Aim of the task: Can you write out the whole listing exactly?

Data supplied:
################

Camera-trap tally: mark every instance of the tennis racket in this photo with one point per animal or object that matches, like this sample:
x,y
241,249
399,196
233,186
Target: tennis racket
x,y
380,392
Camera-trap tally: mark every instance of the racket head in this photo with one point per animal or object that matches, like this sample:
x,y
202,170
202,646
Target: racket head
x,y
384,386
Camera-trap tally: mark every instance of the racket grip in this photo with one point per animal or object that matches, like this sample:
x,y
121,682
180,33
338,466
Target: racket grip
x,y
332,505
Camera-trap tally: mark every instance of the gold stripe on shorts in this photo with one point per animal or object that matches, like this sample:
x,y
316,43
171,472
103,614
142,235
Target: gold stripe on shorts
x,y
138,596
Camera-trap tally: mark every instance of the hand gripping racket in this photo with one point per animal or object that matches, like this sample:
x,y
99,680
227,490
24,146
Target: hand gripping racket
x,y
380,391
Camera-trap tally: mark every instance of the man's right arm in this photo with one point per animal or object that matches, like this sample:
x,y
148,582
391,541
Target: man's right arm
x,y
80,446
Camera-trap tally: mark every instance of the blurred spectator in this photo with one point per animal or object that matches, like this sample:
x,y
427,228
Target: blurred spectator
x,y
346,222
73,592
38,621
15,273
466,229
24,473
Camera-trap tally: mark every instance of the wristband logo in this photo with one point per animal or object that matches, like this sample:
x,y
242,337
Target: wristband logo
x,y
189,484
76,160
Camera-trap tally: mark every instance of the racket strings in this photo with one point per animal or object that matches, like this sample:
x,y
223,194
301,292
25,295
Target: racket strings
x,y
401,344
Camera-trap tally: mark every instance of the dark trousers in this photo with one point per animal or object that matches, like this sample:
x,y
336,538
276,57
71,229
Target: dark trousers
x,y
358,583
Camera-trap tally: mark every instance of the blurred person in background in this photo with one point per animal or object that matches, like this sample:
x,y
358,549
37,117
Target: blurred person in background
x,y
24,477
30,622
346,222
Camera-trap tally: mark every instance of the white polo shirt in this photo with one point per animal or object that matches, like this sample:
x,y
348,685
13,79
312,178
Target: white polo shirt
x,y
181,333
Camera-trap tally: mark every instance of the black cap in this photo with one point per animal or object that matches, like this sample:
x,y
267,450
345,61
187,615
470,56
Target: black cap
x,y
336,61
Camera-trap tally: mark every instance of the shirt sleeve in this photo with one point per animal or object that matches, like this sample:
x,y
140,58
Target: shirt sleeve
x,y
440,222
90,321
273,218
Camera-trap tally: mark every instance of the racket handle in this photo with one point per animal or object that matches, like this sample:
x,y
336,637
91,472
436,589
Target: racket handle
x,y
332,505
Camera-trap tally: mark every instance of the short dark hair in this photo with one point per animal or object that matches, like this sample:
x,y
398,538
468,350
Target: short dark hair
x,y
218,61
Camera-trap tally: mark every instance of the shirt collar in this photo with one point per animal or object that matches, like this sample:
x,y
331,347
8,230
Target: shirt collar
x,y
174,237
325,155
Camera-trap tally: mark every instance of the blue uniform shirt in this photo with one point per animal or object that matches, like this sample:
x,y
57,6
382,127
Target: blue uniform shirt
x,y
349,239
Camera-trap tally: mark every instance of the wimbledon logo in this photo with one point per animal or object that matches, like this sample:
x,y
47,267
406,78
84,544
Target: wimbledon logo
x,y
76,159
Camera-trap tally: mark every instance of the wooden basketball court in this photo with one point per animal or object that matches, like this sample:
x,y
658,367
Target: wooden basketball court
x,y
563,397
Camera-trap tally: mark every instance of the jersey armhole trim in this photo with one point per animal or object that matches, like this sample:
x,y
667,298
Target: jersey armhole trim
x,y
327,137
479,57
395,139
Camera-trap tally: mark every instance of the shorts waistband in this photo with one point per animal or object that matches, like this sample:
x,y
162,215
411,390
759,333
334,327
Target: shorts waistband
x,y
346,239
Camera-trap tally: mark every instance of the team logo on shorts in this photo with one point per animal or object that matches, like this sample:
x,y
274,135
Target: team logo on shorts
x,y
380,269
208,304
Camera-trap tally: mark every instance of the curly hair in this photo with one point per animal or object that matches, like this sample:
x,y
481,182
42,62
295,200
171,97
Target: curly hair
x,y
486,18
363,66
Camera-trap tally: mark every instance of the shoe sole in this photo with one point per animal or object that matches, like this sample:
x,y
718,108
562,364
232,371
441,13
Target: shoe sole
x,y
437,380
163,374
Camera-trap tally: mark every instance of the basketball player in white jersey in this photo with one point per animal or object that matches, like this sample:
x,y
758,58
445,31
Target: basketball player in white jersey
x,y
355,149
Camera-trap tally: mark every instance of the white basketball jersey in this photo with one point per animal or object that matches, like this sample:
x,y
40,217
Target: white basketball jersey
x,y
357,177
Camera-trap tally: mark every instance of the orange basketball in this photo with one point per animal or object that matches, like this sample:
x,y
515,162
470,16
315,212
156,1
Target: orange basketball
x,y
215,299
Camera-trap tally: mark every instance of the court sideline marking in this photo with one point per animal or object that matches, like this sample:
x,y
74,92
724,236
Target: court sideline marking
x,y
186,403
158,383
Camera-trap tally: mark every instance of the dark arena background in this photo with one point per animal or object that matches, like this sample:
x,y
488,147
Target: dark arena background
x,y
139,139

################

Answer in full:
Camera-trap tally: mark every instance of the tennis racket in this photo with one point per animal or object that matches, like this sample:
x,y
241,249
399,196
233,186
Target: tennis racket
x,y
380,392
Camera-trap tally: mark every instance of the racket head in this photo with one point per animal or object that matches, like this sample:
x,y
202,170
202,646
Target: racket head
x,y
384,386
Camera-trap tally: mark every instance of the racket grip in this photo with one point per animal or object that matches, like this sample:
x,y
121,682
180,33
338,466
Target: racket grip
x,y
332,505
Camera-trap tally: mark every instance of the gold stripe on shorts in this photo with one point per animal or object that matches, like this sample:
x,y
316,43
171,472
103,614
142,235
Target: gold stripe on shorts
x,y
138,596
Camera-trap tally: mark every instance of the hand gripping racket in this photo with one point per animal or object that matches, like this sample:
x,y
99,680
227,490
24,146
Target: hand gripping racket
x,y
380,391
Camera-trap tally: mark every instance of the man's right arm in this photo with one point per animal or object that matches, like this sample:
x,y
148,582
391,541
Target: man's right arm
x,y
80,446
Camera-trap tally: mark every instance of the blurred spectator in this photo with one point per animal or object that matches, like this sample:
x,y
427,228
Target: blurred spectator
x,y
346,222
73,592
38,621
15,273
466,229
24,473
Camera-trap tally: mark every instance of the wristband logo in this photo with one point per animal or object that matches, like this sample:
x,y
242,337
Target: wristband logo
x,y
189,484
76,160
Camera-trap tally: mark every instance of the racket strings in this photo with one point per animal or object that matches, like this sample:
x,y
223,194
301,292
25,295
Target: racket strings
x,y
401,344
Camera-trap tally: mark every instance of the dark trousers in this photo with one point per animal or object that matches, like this sample:
x,y
336,538
276,57
71,229
Target: dark trousers
x,y
358,583
Camera-trap tally: mark every instance of the blurred person in background in this photo with one point per animal or object that matches, like this sample:
x,y
358,549
37,117
Target: blurred person in background
x,y
24,477
30,622
346,222
Camera-trap tally: mark every instance of the white polo shirt in this photo with one point per animal or object that matches, like this sample:
x,y
348,685
13,79
312,178
Target: white polo shirt
x,y
181,333
Camera-trap tally: mark every instance of the black cap in this photo with one point per animal or object that matches, like this sample:
x,y
267,450
345,61
187,615
470,56
Target: black cap
x,y
336,61
Camera-trap tally: mark every instance of the shirt sleeve in this photo with one point per animal or object that matches, like this sample:
x,y
140,58
Target: shirt sleeve
x,y
440,222
90,321
273,218
Camera-trap tally: mark every instance of the racket handle in this photo with one point per animal or object that matches, like this sample:
x,y
336,637
91,472
436,589
Target: racket handle
x,y
332,505
Camera-trap tally: mark every instance of the short dark hair in this photo with one point per animal or object that matches, like this sample:
x,y
398,538
468,350
Target: short dark hair
x,y
218,61
Camera-trap tally: mark every instance of the shirt collar in this photo with one point per animal or object that matches, like this sample:
x,y
331,347
8,230
Target: shirt collar
x,y
174,237
325,155
Camera-trap tally: mark every instance of the blue uniform shirt in this photo with one point per animal or object that matches, like this sample:
x,y
57,6
382,127
Target: blue uniform shirt
x,y
349,239
Camera-trap tally: mark every instance of the wimbledon logo in this photo with one point per animal or object that matches, like this sample:
x,y
47,267
406,78
84,544
Target: wimbledon logo
x,y
76,159
Camera-trap tally: mark every instance of the wooden basketball court in this photo with one point per animal or object that matches, like this sample:
x,y
658,367
Target: wooden basketball court
x,y
563,397
Camera-trap tally: mark every instance of the jersey armhole trim in this photo with one point per animal or object that matches, like this sample:
x,y
667,298
Target: jersey armhole trim
x,y
327,137
479,57
395,139
Camera-trap tally: mark every instance of the shorts waistband in this photo with one point per animal or object that matches, like this sample:
x,y
162,215
411,390
759,333
334,327
Target: shorts waistband
x,y
346,239
Camera-trap tally: mark every instance of the team logo on shorts in this photo with one point per animal or object that matches, like this sample:
x,y
274,135
Target: team logo on shorts
x,y
380,269
208,304
Camera-trap tally: mark every instance of the curly hair in this photo with one point per animal or object that matches, like this sample:
x,y
481,182
42,62
295,200
171,97
Target: curly hair
x,y
486,18
363,66
Camera-trap tally: mark every instance of the shoe sole in this photo with one point per animal or object that matches, like this sample:
x,y
718,108
562,364
232,371
441,13
Target: shoe sole
x,y
437,380
163,374
Camera-trap tally: mark every instance of the basketball player in white jersey in this photo with one point per animal or object that matches, like this sample:
x,y
758,58
445,31
Target: basketball player in white jersey
x,y
355,149
Camera-trap tally: mark every instance of the white basketball jersey in this photo with one point per animal or object that matches, like this sample:
x,y
40,217
Target: white basketball jersey
x,y
357,177
Camera-trap tally: mark every instance of the orange basketball in this photo with one point per animal or object that matches, like this sample:
x,y
515,162
470,16
315,212
156,1
Target: orange basketball
x,y
215,299
Camera-trap tally: mark every instance of the court sideline marking in this photo with one point per animal or object that matches, like this sample:
x,y
74,92
724,236
Target: court sideline marking
x,y
186,403
158,383
Camera-trap tally: mark every instance of the dark arena background in this photo with one point per animal or object that matches, like this sample:
x,y
488,147
Target: dark arena background
x,y
139,139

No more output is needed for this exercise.